> _Exercise_:
Please copy all the lines that follow, word for word.

-- -- --

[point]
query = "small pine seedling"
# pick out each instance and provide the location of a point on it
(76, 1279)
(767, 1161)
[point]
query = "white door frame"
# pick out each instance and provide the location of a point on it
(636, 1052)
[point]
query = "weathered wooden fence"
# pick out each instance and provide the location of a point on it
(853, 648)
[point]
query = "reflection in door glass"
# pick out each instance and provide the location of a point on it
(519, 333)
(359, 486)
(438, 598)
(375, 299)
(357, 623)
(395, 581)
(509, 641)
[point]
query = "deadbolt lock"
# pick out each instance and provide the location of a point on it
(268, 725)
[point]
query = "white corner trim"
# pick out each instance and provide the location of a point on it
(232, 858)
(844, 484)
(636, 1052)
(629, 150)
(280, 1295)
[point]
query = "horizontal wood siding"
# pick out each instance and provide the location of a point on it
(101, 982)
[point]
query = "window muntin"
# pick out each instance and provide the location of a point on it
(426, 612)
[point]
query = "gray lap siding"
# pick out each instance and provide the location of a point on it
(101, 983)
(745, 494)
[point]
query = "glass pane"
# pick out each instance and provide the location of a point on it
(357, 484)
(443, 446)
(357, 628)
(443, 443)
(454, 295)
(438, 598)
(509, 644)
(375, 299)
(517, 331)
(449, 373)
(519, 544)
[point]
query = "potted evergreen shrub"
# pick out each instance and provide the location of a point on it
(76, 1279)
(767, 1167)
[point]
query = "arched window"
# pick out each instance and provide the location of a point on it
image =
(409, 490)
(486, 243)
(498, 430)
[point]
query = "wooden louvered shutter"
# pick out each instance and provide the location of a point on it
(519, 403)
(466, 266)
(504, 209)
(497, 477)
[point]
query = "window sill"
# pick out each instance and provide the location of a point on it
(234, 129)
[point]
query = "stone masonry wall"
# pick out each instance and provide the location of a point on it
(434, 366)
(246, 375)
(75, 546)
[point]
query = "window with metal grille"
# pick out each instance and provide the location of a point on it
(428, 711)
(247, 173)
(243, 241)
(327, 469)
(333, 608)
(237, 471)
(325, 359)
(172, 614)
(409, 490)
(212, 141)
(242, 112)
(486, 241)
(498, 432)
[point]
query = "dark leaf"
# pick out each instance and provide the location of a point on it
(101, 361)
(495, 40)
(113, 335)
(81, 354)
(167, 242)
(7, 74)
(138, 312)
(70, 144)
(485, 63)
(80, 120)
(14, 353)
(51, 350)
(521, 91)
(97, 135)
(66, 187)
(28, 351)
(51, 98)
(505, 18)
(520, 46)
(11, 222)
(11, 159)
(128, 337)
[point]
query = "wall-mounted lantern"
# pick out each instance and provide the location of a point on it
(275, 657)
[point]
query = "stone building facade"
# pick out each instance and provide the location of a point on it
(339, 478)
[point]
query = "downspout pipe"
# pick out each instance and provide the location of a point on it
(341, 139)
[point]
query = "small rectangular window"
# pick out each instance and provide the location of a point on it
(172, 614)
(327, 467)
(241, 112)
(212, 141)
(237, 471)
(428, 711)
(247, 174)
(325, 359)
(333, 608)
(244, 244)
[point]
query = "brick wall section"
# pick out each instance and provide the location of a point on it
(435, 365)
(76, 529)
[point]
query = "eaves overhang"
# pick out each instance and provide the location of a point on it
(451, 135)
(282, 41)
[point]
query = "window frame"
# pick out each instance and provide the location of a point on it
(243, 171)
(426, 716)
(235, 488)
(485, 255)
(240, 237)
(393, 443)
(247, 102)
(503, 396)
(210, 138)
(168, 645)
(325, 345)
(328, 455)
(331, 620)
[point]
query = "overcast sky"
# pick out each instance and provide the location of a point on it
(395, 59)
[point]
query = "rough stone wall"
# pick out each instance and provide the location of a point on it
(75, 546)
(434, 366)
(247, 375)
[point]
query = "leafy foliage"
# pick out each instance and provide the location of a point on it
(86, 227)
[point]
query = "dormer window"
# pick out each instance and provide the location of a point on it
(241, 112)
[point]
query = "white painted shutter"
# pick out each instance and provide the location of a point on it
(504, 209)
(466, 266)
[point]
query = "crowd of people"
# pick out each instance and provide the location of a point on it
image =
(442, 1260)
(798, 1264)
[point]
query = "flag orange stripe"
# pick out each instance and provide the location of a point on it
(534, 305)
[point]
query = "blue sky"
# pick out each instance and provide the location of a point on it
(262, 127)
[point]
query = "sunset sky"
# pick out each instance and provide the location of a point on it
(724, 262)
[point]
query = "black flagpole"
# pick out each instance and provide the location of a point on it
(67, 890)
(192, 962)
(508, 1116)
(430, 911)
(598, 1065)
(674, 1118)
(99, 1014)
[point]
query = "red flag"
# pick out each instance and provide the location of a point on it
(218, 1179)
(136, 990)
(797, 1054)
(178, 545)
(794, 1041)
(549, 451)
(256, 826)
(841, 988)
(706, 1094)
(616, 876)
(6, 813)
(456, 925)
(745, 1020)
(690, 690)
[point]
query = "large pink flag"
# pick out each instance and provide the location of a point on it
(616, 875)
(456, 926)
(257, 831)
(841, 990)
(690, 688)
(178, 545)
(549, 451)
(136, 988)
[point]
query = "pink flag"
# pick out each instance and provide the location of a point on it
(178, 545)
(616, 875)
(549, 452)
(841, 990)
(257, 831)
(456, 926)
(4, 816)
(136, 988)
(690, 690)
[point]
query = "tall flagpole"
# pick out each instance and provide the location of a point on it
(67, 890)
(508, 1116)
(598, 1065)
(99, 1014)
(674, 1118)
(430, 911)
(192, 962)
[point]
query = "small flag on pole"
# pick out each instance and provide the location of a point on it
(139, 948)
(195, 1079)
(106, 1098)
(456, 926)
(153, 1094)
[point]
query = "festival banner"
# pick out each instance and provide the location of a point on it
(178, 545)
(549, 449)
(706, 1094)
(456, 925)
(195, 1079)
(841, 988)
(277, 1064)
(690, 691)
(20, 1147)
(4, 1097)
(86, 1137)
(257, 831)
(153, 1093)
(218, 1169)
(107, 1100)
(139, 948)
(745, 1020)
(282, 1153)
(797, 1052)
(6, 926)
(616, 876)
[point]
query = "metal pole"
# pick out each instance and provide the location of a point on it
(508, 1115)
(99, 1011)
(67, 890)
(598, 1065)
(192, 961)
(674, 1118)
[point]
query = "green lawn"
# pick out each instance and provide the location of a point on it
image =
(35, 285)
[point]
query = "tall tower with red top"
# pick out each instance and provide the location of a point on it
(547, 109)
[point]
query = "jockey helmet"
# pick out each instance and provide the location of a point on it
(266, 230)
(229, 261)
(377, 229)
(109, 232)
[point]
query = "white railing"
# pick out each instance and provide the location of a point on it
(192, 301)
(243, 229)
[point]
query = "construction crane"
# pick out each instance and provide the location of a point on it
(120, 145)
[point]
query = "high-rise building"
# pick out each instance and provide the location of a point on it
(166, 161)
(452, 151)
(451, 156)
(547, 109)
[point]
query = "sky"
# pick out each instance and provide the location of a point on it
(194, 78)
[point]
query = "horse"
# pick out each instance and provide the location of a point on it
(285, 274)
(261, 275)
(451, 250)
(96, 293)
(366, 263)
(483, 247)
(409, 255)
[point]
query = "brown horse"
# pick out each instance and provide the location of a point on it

-- -- --

> _Solution to this problem_:
[point]
query = "small pine seedling"
# pick out each instance and provide the location of a point on it
(76, 1279)
(767, 1161)
[point]
query = "white door frame"
# pick out each instance and provide the location of a point on it
(636, 1052)
[point]
query = "weathered wooden fence"
# pick out each instance and provide the location of a point on it
(853, 648)
[point]
query = "reflection in door glass"
# pick out each instance and provide the location of a point on it
(519, 333)
(359, 486)
(438, 598)
(375, 299)
(357, 623)
(395, 581)
(509, 641)
[point]
query = "deadbolt lock"
# pick out each instance and provide the location of a point on it
(268, 725)
[point]
query = "white corner trim"
# pick out each instance and provide the location of a point on it
(232, 858)
(844, 484)
(636, 1052)
(629, 150)
(280, 1295)
[point]
query = "horizontal wood siding"
# pick out each instance and provide the location of a point on it
(101, 982)
[point]
query = "window muntin"
# pick out each instance and provide the location of a point on it
(426, 612)
[point]
query = "gray lap siding"
# pick out each instance and provide the location of a point on it
(101, 983)
(745, 494)
[point]
query = "glass pane"
# pick out each instance and provide the location of a point on it
(357, 484)
(443, 446)
(357, 628)
(443, 443)
(454, 295)
(438, 598)
(509, 644)
(375, 299)
(517, 331)
(449, 373)
(519, 544)
[point]
query = "potted evergreen shrub"
# pick out each instance and provide the location of a point on it
(76, 1279)
(767, 1167)
[point]
query = "arched window"
# pick out each instance and provide the location of a point on it
image =
(409, 490)
(486, 243)
(498, 430)
[point]
query = "wooden louvered shutter"
# pick out each instance and provide the location of a point on it
(519, 403)
(466, 266)
(504, 209)
(497, 477)
[point]
query = "window sill"
# pick out each instance and provide the location of a point on it
(234, 129)
[point]
query = "stone masonry wall"
# pick out each instance and provide the location of a point on it
(434, 366)
(246, 375)
(75, 546)
[point]
query = "window with metal grille"
# pick out each instance and provide the location of a point on it
(428, 711)
(247, 173)
(243, 241)
(327, 469)
(333, 608)
(237, 471)
(325, 359)
(172, 614)
(409, 490)
(212, 141)
(242, 112)
(486, 241)
(498, 432)
[point]
query = "dark leaf"
# pick out each instance and provide the location of a point on it
(101, 361)
(495, 40)
(113, 335)
(81, 354)
(167, 242)
(7, 74)
(138, 312)
(70, 144)
(485, 63)
(80, 120)
(14, 353)
(51, 350)
(521, 91)
(97, 135)
(66, 187)
(28, 351)
(51, 98)
(505, 18)
(520, 46)
(11, 222)
(11, 159)
(128, 337)
[point]
query = "wall-mounted lantern"
# pick out each instance and provide the location of a point on it
(275, 657)
[point]
query = "stone building facade"
# pick out each instance and provide the location of a point on it
(339, 478)
[point]
query = "downspout pipe"
# pick out each instance and provide the location of a point on it
(341, 139)
[point]
query = "small rectangular window"
# pick out each instance and provide the location of a point on it
(172, 614)
(327, 467)
(241, 112)
(212, 141)
(237, 471)
(428, 711)
(247, 174)
(325, 359)
(333, 608)
(244, 244)
[point]
query = "brick wall section"
# pick out each instance and provide the location of a point on it
(435, 365)
(76, 529)
[point]
query = "eaves overhang"
# pick out each instance and provide the location of a point on it
(451, 135)
(282, 41)
[point]
query = "window frame"
# pick out each instance and provide the location of a point on it
(243, 171)
(426, 716)
(235, 488)
(485, 255)
(240, 237)
(393, 443)
(247, 102)
(503, 396)
(210, 138)
(168, 645)
(325, 345)
(328, 455)
(331, 620)
[point]
query = "overcast sky"
# pick out each instance and provide the location of a point on it
(395, 59)
[point]
query = "rough stone wall"
# pick out each instance and provide the location of a point on it
(75, 546)
(434, 366)
(247, 375)
[point]
query = "leafy foliage"
# pick out each instance and provide the location of a point on it
(86, 227)
[point]
query = "dormer window"
# pick out each instance and provide the location of a point on it
(241, 112)
[point]
query = "white painted shutter"
# pick out each instance and provide the location of a point on it
(504, 209)
(466, 266)
[point]
query = "crowd of people"
# pick out each instance and provide the location of a point on it
image =
(442, 1260)
(798, 1264)
[point]
query = "flag orange stripe"
# pick out each instance and provide the location of a point on it
(534, 305)
[point]
query = "blue sky"
# pick out each instance and provide the location of a point on it
(262, 127)
[point]
query = "sunset sky"
# pick out each instance and provide the location of a point on it
(724, 262)
[point]
query = "black flagpole"
# pick out each instance and provide the location of a point on it
(67, 890)
(192, 962)
(508, 1116)
(430, 911)
(598, 1065)
(674, 1118)
(99, 1014)
[point]
query = "red flag"
# pick out each instance and provide the location of a point on it
(218, 1179)
(136, 990)
(797, 1054)
(178, 545)
(794, 1041)
(549, 451)
(256, 826)
(841, 988)
(706, 1094)
(616, 876)
(6, 813)
(456, 925)
(745, 1020)
(690, 690)
[point]
query = "large pink flag"
# pick out each instance and provide the location of a point on it
(616, 875)
(456, 926)
(257, 831)
(841, 990)
(690, 688)
(178, 545)
(549, 451)
(136, 988)
[point]
query = "pink flag"
# pick out each instance and provide the location of a point on it
(178, 545)
(616, 875)
(549, 452)
(841, 990)
(257, 831)
(456, 926)
(4, 816)
(136, 988)
(690, 690)
[point]
query = "tall flagpole"
# pick out each instance and provide the location of a point on it
(67, 890)
(508, 1116)
(598, 1065)
(99, 1014)
(674, 1118)
(430, 911)
(192, 962)
[point]
query = "small flag on pole"
# pick out each instance and provide the location of a point on it
(139, 948)
(195, 1079)
(106, 1098)
(456, 926)
(153, 1094)
[point]
query = "festival banner"
# pick out each instance and provide the location of a point on it
(178, 545)
(549, 449)
(706, 1094)
(456, 925)
(195, 1079)
(841, 988)
(277, 1064)
(690, 691)
(20, 1147)
(4, 1097)
(86, 1137)
(257, 831)
(153, 1093)
(218, 1169)
(107, 1100)
(139, 948)
(745, 1020)
(282, 1153)
(797, 1052)
(6, 926)
(616, 876)
[point]
query = "metal pole"
# pick out each instance and provide the location of a point on it
(508, 1115)
(99, 1011)
(67, 890)
(598, 1065)
(192, 961)
(674, 1118)
[point]
query = "green lawn"
# pick out each instance and provide the location of a point on it
image =
(35, 285)
[point]
query = "tall tower with red top"
# pick out each instance and provide the location of a point on it
(547, 109)
[point]
query = "jockey helmet"
# pick out each instance and provide the location of a point on it
(266, 230)
(229, 261)
(377, 229)
(109, 232)
[point]
query = "white railing"
# pick out each instance and provide the location of a point on it
(192, 301)
(243, 229)
[point]
query = "construction crane"
# pick out each instance and provide the location of a point on it
(120, 145)
[point]
query = "high-rise building"
# pick out each instance and provide the location of a point on it
(166, 161)
(452, 151)
(451, 156)
(547, 109)
[point]
query = "sky"
# pick out each instance and provide the location of a point on it
(194, 78)
[point]
query = "horse"
# pick out each instance and provide the location of a point on it
(285, 274)
(261, 275)
(451, 250)
(96, 293)
(366, 263)
(483, 247)
(409, 255)
[point]
query = "brown horse"
# pick out each instance and provide the location of a point on it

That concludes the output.